▶ Instructions for the task: Each entry must appear again exactly as it does in the source.

▶ Region annotation entries:
------

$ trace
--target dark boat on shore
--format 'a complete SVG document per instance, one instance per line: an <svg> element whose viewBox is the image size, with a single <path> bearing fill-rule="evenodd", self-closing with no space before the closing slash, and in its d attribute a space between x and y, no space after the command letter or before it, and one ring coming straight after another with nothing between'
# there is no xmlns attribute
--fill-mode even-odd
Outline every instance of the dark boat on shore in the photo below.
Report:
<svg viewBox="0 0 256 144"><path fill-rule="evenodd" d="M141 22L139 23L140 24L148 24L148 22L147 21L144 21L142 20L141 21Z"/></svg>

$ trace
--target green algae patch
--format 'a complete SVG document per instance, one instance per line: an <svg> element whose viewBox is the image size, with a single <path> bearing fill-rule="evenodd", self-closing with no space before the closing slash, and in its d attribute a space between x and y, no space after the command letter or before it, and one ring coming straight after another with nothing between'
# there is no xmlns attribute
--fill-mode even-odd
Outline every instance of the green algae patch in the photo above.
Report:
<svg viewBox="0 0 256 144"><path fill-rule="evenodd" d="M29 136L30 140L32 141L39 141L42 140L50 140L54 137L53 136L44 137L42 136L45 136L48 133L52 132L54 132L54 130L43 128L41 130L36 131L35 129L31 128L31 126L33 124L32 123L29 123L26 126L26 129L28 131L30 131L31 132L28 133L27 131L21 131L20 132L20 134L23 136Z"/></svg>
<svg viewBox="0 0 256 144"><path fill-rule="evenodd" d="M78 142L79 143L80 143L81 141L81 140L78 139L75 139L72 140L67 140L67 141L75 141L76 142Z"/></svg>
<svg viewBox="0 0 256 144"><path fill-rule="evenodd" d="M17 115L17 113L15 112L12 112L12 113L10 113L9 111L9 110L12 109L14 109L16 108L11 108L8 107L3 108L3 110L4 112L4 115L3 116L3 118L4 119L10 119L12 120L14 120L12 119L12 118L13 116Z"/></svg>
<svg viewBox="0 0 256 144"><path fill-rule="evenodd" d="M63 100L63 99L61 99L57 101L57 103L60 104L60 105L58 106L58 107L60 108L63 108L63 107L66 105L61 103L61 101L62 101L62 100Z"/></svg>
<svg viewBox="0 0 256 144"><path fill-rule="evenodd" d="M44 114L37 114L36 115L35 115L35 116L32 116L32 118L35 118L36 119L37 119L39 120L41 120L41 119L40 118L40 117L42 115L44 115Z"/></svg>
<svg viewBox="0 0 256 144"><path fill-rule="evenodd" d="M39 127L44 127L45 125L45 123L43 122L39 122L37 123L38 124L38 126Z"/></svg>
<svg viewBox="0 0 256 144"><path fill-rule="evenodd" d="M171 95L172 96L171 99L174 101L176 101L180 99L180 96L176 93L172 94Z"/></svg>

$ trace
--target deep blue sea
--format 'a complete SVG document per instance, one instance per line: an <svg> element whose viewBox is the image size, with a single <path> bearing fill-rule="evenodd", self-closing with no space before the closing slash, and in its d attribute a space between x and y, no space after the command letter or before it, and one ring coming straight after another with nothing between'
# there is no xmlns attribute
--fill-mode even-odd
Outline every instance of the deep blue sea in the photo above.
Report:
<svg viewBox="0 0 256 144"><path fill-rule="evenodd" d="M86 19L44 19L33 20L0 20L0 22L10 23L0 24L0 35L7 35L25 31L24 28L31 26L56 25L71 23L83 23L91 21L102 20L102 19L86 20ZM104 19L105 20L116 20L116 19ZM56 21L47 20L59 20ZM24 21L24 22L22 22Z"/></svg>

------

▶ Problem solution:
$ trace
--target dark boat on shore
--format 'a complete SVG document per instance, one instance per line: an <svg> element whose viewBox is the image size, with a single <path> bearing fill-rule="evenodd", self-closing with no space before the closing slash, and in its d attribute a space between x and y, no space after the command letter or before it, and one ring coming straight after another with nothing between'
# there is no xmlns attribute
--fill-mode even-odd
Outline every instance of the dark boat on shore in the photo below.
Report:
<svg viewBox="0 0 256 144"><path fill-rule="evenodd" d="M141 22L139 23L140 24L148 24L148 22L147 21L144 21L142 20L141 21Z"/></svg>

$ trace
--target green algae patch
--format 'a complete SVG document per instance, one instance per line: an <svg> element whose viewBox is the image size, with a single <path> bearing fill-rule="evenodd", self-closing with no space before the closing slash, and in its d attribute a space between x and y, no space after the command letter or before it, and one ring coming straight after another with nothing between'
# there is no xmlns attribute
--fill-mode even-odd
Outline every instance of the green algae patch in the photo above.
Report:
<svg viewBox="0 0 256 144"><path fill-rule="evenodd" d="M29 136L30 140L32 141L39 141L42 140L50 140L54 137L53 136L44 137L42 136L45 136L48 133L52 132L54 132L54 130L43 128L41 130L36 131L35 129L31 128L31 126L33 124L32 123L29 123L26 126L26 129L28 131L30 131L31 132L28 133L27 131L21 131L20 132L20 134L23 136Z"/></svg>
<svg viewBox="0 0 256 144"><path fill-rule="evenodd" d="M78 142L79 143L80 143L81 141L81 140L78 139L75 139L72 140L67 140L67 141L75 141L76 142Z"/></svg>
<svg viewBox="0 0 256 144"><path fill-rule="evenodd" d="M17 115L17 113L15 112L12 112L12 113L10 113L9 111L9 110L12 109L14 109L16 108L11 108L8 107L3 108L3 110L4 112L4 115L3 116L3 118L4 119L10 119L12 120L14 120L12 119L12 118L13 116Z"/></svg>
<svg viewBox="0 0 256 144"><path fill-rule="evenodd" d="M63 100L63 99L61 99L57 101L57 103L60 104L60 105L58 106L58 107L60 108L63 108L63 107L66 105L61 103L61 101L62 101L62 100Z"/></svg>
<svg viewBox="0 0 256 144"><path fill-rule="evenodd" d="M44 114L37 114L36 115L35 115L35 116L32 116L32 118L35 118L36 119L37 119L39 120L41 120L41 119L40 118L40 117L42 115L44 115Z"/></svg>
<svg viewBox="0 0 256 144"><path fill-rule="evenodd" d="M39 127L44 127L45 125L45 123L43 122L39 122L37 123L38 124L38 126Z"/></svg>
<svg viewBox="0 0 256 144"><path fill-rule="evenodd" d="M171 95L172 96L171 99L174 101L176 101L180 99L180 96L176 93L172 94Z"/></svg>

$ trace
--target deep blue sea
--format 'a complete SVG document per instance, one instance per line: an <svg> element whose viewBox is the image size, with a single <path> bearing fill-rule="evenodd", self-closing with no space before the closing slash, and in its d attribute a space between x and y, no space after the command letter or before it, and one ring coming straight after another with nothing between'
# there is no xmlns attribute
--fill-mode even-odd
Outline every instance of the deep blue sea in the photo above.
Report:
<svg viewBox="0 0 256 144"><path fill-rule="evenodd" d="M86 19L44 19L33 20L0 20L0 22L10 23L0 24L0 35L7 35L25 31L24 28L31 26L56 25L71 23L83 23L91 21L102 20L102 19L86 20ZM104 19L105 20L116 20L116 19ZM56 21L47 20L59 20ZM24 21L24 22L22 22Z"/></svg>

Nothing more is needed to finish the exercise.